— Exercise instructions —
Format the data below as a JSON list of strings, one string per line, skipping blank lines and leaving out the pictures.

— Working data —
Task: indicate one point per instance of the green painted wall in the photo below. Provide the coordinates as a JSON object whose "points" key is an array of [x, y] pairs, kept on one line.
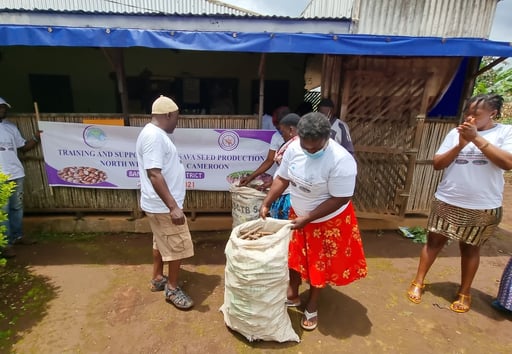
{"points": [[94, 90]]}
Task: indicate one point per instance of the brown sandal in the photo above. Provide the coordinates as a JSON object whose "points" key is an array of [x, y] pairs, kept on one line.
{"points": [[415, 291], [462, 304]]}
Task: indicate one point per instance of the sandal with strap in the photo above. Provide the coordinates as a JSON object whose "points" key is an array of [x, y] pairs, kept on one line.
{"points": [[415, 292], [178, 298], [308, 316], [462, 304], [292, 303], [158, 285]]}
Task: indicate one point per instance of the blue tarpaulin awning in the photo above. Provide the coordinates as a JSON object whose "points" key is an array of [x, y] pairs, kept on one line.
{"points": [[264, 42]]}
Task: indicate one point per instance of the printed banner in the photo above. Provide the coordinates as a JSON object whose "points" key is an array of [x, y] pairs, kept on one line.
{"points": [[100, 156]]}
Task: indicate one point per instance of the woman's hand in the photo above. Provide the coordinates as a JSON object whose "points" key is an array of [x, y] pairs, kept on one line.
{"points": [[244, 181], [264, 211], [467, 131], [299, 222]]}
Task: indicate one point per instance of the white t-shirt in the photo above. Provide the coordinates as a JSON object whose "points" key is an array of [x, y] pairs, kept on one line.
{"points": [[313, 181], [276, 141], [472, 181], [266, 122], [10, 141], [155, 149]]}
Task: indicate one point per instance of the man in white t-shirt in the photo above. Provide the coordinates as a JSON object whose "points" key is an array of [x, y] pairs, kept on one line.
{"points": [[10, 142], [162, 179]]}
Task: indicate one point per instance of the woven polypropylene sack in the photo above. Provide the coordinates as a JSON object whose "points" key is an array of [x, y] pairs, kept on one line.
{"points": [[256, 281], [245, 202]]}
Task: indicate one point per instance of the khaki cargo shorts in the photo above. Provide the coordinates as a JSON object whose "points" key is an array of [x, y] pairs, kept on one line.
{"points": [[172, 241]]}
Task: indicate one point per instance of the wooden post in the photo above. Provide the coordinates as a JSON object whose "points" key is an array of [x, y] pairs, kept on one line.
{"points": [[36, 110], [261, 97]]}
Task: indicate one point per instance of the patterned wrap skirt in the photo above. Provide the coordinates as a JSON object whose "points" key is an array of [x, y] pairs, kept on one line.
{"points": [[329, 252], [471, 226], [280, 208], [505, 292]]}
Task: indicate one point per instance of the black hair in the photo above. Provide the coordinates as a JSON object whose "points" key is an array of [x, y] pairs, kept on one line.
{"points": [[314, 126], [491, 100], [304, 107]]}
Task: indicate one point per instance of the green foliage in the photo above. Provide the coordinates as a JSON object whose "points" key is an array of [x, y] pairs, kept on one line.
{"points": [[417, 234], [420, 234], [6, 189], [496, 80]]}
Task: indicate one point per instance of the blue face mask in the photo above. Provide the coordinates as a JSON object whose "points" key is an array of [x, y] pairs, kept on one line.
{"points": [[315, 155]]}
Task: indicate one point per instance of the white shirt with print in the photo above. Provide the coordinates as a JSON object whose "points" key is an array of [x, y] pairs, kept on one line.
{"points": [[155, 149], [10, 141], [472, 181], [313, 181]]}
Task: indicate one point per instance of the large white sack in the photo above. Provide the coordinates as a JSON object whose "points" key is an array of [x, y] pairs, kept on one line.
{"points": [[245, 204], [256, 281]]}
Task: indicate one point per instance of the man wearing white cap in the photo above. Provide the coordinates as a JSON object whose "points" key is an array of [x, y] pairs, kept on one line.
{"points": [[10, 141], [162, 179]]}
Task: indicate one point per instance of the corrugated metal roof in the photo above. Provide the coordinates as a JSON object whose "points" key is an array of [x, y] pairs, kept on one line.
{"points": [[438, 18], [329, 9], [194, 7]]}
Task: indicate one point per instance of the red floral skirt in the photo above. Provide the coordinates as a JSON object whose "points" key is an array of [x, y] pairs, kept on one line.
{"points": [[329, 252]]}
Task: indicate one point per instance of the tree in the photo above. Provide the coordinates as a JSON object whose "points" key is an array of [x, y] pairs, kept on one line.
{"points": [[495, 80]]}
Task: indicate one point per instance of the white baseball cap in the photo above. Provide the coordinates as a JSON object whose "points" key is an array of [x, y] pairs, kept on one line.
{"points": [[2, 101], [163, 105]]}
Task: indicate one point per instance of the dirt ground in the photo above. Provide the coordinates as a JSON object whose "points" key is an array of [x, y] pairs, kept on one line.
{"points": [[102, 302]]}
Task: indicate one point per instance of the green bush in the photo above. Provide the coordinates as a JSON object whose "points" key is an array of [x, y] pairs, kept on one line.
{"points": [[6, 189]]}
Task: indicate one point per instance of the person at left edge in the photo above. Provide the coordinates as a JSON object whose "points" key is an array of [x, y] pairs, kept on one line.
{"points": [[162, 178], [11, 141]]}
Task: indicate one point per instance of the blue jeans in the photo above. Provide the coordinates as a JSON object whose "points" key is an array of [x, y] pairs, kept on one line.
{"points": [[14, 210]]}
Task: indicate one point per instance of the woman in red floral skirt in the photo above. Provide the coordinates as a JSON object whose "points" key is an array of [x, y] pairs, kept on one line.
{"points": [[326, 245]]}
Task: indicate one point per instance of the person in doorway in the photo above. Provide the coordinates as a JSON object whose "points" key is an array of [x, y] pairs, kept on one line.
{"points": [[503, 301], [288, 127], [339, 129], [11, 141], [162, 178], [467, 206], [266, 119], [275, 143], [326, 246]]}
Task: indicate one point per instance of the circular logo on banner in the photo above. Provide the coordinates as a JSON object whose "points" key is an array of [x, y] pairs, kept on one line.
{"points": [[95, 137], [229, 140]]}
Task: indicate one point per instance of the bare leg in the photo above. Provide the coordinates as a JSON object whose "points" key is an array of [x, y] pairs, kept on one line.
{"points": [[174, 269], [293, 287], [158, 265], [429, 253], [469, 262]]}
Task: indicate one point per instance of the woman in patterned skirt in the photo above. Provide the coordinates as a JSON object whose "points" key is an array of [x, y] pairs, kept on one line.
{"points": [[326, 246], [504, 300], [467, 203]]}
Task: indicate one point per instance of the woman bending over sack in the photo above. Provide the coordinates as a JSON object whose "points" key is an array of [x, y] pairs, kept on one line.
{"points": [[326, 246]]}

— Task result —
[
  "Task: indicate one point per instance of the green painted wall in the photo below. Provide the coordinates as a JSON object whose \"points\" key is an array of [x, y] pairs, kept on one line.",
  "{\"points\": [[94, 90]]}",
  "Task: indicate one point per instance of the brown sandal in the photo above. Provide the coordinates as a JSON object whose \"points\" key is an array of [x, y] pairs, kept on one line.",
  "{\"points\": [[415, 291], [462, 304]]}",
  "Task: indicate one point per instance of the sandal with strap in the photo above. Provide the coordinates as a JSON object whose \"points\" key is an array of [x, y] pairs, kept on one line.",
  "{\"points\": [[415, 292], [178, 298], [308, 316], [462, 304], [292, 303], [158, 285]]}",
  "Task: indicate one point per instance of the blue tarpaulin awning in the photo above. Provide the coordinates as a JSON object whose \"points\" key is an array of [x, y] pairs, kept on one line.",
  "{\"points\": [[264, 42]]}",
  "Task: indicate one point per instance of the printed banner in the photo above. Provide the coordinates as a JSON object whose \"points\" key is an array of [x, y] pairs, kept on one line.",
  "{\"points\": [[100, 156]]}",
  "Task: indicate one point per instance of the woman's hand in the photo above. Provide the coordinates as a JSON object whose \"points\" key is an array of [x, y] pairs, kept on one line.",
  "{\"points\": [[244, 181], [264, 211], [467, 131], [299, 222]]}",
  "Task: indicate one point per instance of the white t-shirt in the photo above. Provide the coordinates as a JSON object whose \"points\" key is an array of [x, y] pairs, kept on one line.",
  "{\"points\": [[313, 181], [276, 141], [472, 181], [266, 122], [10, 141], [155, 149]]}",
  "Task: indicate one point per instance of the man in white t-shirt in the photo above. Provide the coordinates as a JSON object whose \"points\" key is an array of [x, y] pairs, kept on one line.",
  "{\"points\": [[10, 142], [162, 179]]}",
  "Task: indicate one point per instance of the woven polypropylene sack in the photo above. Provide the coordinates as a JSON object whose \"points\" key is an array of [x, y] pairs, kept on one line.",
  "{\"points\": [[256, 281], [245, 202]]}",
  "Task: indicate one point per instance of the khaki cargo shorts in the photo above. Provide the coordinates as a JSON object whose \"points\" key is an array of [x, y] pairs, kept on one line.",
  "{\"points\": [[172, 241]]}",
  "Task: indicate one point per instance of the wooden post in the photo above. Provide the coordinates as a JSON object whose \"points\" key is an array of [x, y] pairs, kept on one line.",
  "{\"points\": [[36, 110], [261, 97]]}",
  "Task: indicate one point per instance of the patterned wrap skirt in the photo above. Provide the coordinates as a JSON object whose \"points\" key is an array of [x, y] pairs, kept on one line.",
  "{\"points\": [[329, 252], [471, 226], [280, 208], [505, 292]]}",
  "Task: indicate one point per instance of the black hair in the photo above. Provide the coordinates as a JSON object whose \"points\" key is an array of [x, y] pairs, kept on one line.",
  "{\"points\": [[314, 126], [491, 100], [304, 107]]}",
  "Task: indicate one point per instance of the green foliage in the photo above. Provide the coordinates as a JSON object whose \"points\" key is an array of [x, y] pairs, kept on one line.",
  "{\"points\": [[417, 234], [420, 234], [6, 189], [496, 80]]}",
  "Task: indicate one point per instance of the blue face mask in the photo above. Provide the coordinates as a JSON object whose \"points\" key is an array of [x, y] pairs, kept on one line.",
  "{\"points\": [[315, 155]]}",
  "Task: indicate one point per instance of the white shirt with print in the photo above. Provide the coordinates as a JSON object whose \"points\" key is an array of [x, y] pairs, kept on one line.",
  "{\"points\": [[155, 149], [10, 141], [472, 181], [313, 181]]}",
  "Task: indicate one point per instance of the large white sack in the photo above. Provide the coordinates as a JSON object whose \"points\" key is an array of [x, y] pairs, kept on one line.",
  "{\"points\": [[245, 204], [256, 281]]}",
  "Task: indicate one point per instance of the man wearing white cap in the photo above. Provide the coordinates as a JSON object whose \"points\" key is an array of [x, y] pairs, kept on one line.",
  "{\"points\": [[10, 141], [162, 179]]}",
  "Task: indicate one point per instance of the corrugated metal roof in the photo above. Provide the coordinates as a JSON object whose \"points\" key is an array of [x, y] pairs, kept on one line.",
  "{\"points\": [[438, 18], [329, 9], [194, 7]]}",
  "Task: indicate one point per instance of the red floral skirt in the photo above. Provide the coordinates as a JSON object whose \"points\" key is an array of [x, y] pairs, kept on one line.",
  "{\"points\": [[329, 252]]}",
  "Task: indicate one point per instance of the tree in the photo above. Provide the coordinates as a JSON object whose \"points\" key is an array of [x, y] pairs, kept on one line.",
  "{\"points\": [[495, 80]]}",
  "Task: indicate one point per instance of the white baseball cap in the photo above. Provide the coordinates as a JSON object whose \"points\" key is an array of [x, y] pairs, kept on one line.",
  "{\"points\": [[2, 101], [163, 105]]}",
  "Task: indicate one point per instance of the dirt ground in the photo above. Provide the coordinates as a JSON object whose \"points\" key is an array of [x, y] pairs, kept on one line.",
  "{\"points\": [[102, 302]]}",
  "Task: indicate one point per instance of the green bush in the photo above. Provide the coordinates as a JSON object whose \"points\" key is an array of [x, y] pairs, kept on one line.",
  "{\"points\": [[6, 189]]}",
  "Task: indicate one point per instance of the person at left edge in the photo above. Provide the coordinates as a JSON object whose \"points\" key is an array of [x, y] pairs, kept on one line.",
  "{\"points\": [[162, 178], [11, 141]]}",
  "Task: indicate one point per instance of the blue jeans in the photo above. Provide the coordinates as a JSON object whose \"points\" key is an array of [x, y] pairs, kept on one line.",
  "{\"points\": [[14, 210]]}",
  "Task: indicate one point per instance of the woman in red floral skirt in the photo above. Provide the coordinates as a JSON object whose \"points\" key is an array of [x, y] pairs, kept on one line.",
  "{\"points\": [[326, 245]]}",
  "Task: indicate one point per instance of the person in doorway in the photo above. Provide the coordinates as a JSON object whose \"points\" key is an array of [x, y] pairs, kept on one line.",
  "{\"points\": [[503, 301], [288, 127], [339, 129], [11, 141], [162, 178], [467, 206], [266, 119], [275, 143], [326, 246]]}",
  "Task: indicate one point per instance of the circular logo on banner in the photo above. Provide the coordinates as a JSON object whose \"points\" key is an array of [x, y] pairs, kept on one line.",
  "{\"points\": [[95, 137], [229, 140]]}",
  "Task: indicate one point per instance of the bare leg in the photo above. Provide the coordinates as a JSON object whose \"points\" key is an array of [x, y] pairs, kept on one line.",
  "{\"points\": [[174, 269], [293, 287], [158, 265], [429, 253], [469, 262]]}",
  "Task: indicate one point per instance of the woman in patterned skirt in the photo above. Provide the coordinates as a JSON object whose \"points\" key is an array of [x, y] pairs, kept on one line.",
  "{\"points\": [[326, 246], [504, 300], [467, 203]]}",
  "Task: indicate one point per instance of the woman bending over sack in the photo above. Provide the coordinates as a JSON object whose \"points\" key is an array of [x, y] pairs, kept on one line.",
  "{\"points\": [[326, 246]]}"
]